Start of Given data

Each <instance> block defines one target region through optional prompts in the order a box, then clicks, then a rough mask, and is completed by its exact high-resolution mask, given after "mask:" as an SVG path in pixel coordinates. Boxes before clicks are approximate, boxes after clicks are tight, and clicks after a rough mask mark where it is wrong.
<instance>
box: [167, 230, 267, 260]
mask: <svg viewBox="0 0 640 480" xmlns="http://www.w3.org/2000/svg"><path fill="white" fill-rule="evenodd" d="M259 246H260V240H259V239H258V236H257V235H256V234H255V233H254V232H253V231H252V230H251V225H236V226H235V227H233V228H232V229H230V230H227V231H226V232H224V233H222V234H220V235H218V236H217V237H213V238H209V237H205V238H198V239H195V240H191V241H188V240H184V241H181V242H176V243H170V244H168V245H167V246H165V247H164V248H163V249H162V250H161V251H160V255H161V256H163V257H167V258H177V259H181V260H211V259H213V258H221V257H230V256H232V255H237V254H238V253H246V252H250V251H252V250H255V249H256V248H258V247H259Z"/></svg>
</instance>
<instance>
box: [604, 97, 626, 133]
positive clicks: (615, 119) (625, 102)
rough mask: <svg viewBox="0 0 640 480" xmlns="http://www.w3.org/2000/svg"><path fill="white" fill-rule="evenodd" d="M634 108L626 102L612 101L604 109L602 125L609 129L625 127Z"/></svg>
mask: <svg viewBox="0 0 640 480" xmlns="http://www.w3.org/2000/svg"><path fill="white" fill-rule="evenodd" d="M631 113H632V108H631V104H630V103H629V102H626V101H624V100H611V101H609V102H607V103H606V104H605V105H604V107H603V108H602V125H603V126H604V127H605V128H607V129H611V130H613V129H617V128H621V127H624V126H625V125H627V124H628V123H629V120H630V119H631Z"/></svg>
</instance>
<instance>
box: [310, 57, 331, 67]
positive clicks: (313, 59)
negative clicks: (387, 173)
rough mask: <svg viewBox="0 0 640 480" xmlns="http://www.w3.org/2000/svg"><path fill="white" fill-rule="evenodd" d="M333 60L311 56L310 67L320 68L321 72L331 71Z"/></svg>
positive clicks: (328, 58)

End of Given data

Exercise objective: Copy every line above that contains the word "positive", matching case exactly.

Exercise output:
positive clicks: (615, 119) (625, 102)
positive clicks: (313, 59)
positive clicks: (328, 58)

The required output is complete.